──────── Input data

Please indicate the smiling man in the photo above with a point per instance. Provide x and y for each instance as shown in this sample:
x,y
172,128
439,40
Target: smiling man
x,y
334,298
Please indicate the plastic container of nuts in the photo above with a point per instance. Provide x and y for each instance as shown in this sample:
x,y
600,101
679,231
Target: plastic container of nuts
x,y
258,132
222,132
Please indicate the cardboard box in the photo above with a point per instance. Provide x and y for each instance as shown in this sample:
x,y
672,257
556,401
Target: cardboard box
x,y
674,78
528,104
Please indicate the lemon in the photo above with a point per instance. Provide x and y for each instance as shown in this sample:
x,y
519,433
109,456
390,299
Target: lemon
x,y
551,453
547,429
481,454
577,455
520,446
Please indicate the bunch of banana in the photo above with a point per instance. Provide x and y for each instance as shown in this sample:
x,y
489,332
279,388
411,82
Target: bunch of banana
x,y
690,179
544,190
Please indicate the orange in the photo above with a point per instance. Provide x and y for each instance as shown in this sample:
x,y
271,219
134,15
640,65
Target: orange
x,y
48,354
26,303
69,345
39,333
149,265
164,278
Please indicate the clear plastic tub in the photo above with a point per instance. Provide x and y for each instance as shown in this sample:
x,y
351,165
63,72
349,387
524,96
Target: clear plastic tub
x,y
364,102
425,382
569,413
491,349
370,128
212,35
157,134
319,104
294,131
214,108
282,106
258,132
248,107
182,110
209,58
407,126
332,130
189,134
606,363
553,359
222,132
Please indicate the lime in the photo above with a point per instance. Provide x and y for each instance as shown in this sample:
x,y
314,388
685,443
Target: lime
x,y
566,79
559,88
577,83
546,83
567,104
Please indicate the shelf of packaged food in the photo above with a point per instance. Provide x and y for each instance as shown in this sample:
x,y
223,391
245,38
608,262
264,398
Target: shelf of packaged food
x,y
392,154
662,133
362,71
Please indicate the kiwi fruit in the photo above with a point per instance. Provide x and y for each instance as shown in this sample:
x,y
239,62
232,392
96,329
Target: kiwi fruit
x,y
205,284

────────────────

### Problem to work on
In the records above, return only the line that contains "Please indicate the plastic" and every line after it through the last, exactly as they appear.

### Result of this task
Please indicate the plastic container of nuts in the photo above with a point per instance. Provide x and y for each instance as shown in this sample:
x,y
600,101
679,231
Target: plastic container of nuts
x,y
258,132
222,132
Please indicate the cardboard box in the photo above with a point per instance. Provide x and y for each instance as shown in this sample:
x,y
672,257
556,401
Target: cardboard box
x,y
674,78
528,104
Please indicate the lemon in the photo above with a point per instance. Provide x and y for each instance as shown in this sample:
x,y
519,433
109,456
390,299
Target: lemon
x,y
551,453
547,429
481,454
577,455
520,446
Please indicate the bunch of banana in the photo above with a point per instance. Provide x and y for each instance as shown in this sample:
x,y
489,332
279,388
411,82
Target: bunch of banana
x,y
690,179
544,190
Please indicate the orange in the photo above with a point per instance. Provide x and y for each instance as shown in this sample:
x,y
271,219
134,15
640,65
Target: orange
x,y
48,354
26,303
69,345
39,333
149,265
164,278
Please indicate the clear plastic tub in the photo above with a point per instance. Provide x and y for each instance as shown in this sample:
x,y
351,165
63,72
349,387
524,96
Target: clear plastic tub
x,y
364,102
425,382
569,413
491,349
370,128
212,35
157,134
319,104
294,131
214,108
282,106
258,132
248,107
182,110
209,58
407,126
332,130
189,134
606,363
553,359
222,132
Please indicate the lime in the photo above with a point per instance. Provide x and y for each instance as shown in this sample:
x,y
314,388
685,443
Target: lime
x,y
566,79
559,88
577,83
546,83
567,104
Please indicate the shelf of packaged food in the photo above with a point per instance. Provide x and y for each instance as shown in this sample:
x,y
223,391
245,38
608,262
264,398
Target: shelf of packaged food
x,y
392,154
662,133
362,71
Please indicate the kiwi fruit in the photo above with a point per instance. Provide x and y for each instance as shown in this sample:
x,y
239,62
232,392
96,329
Target: kiwi fruit
x,y
205,284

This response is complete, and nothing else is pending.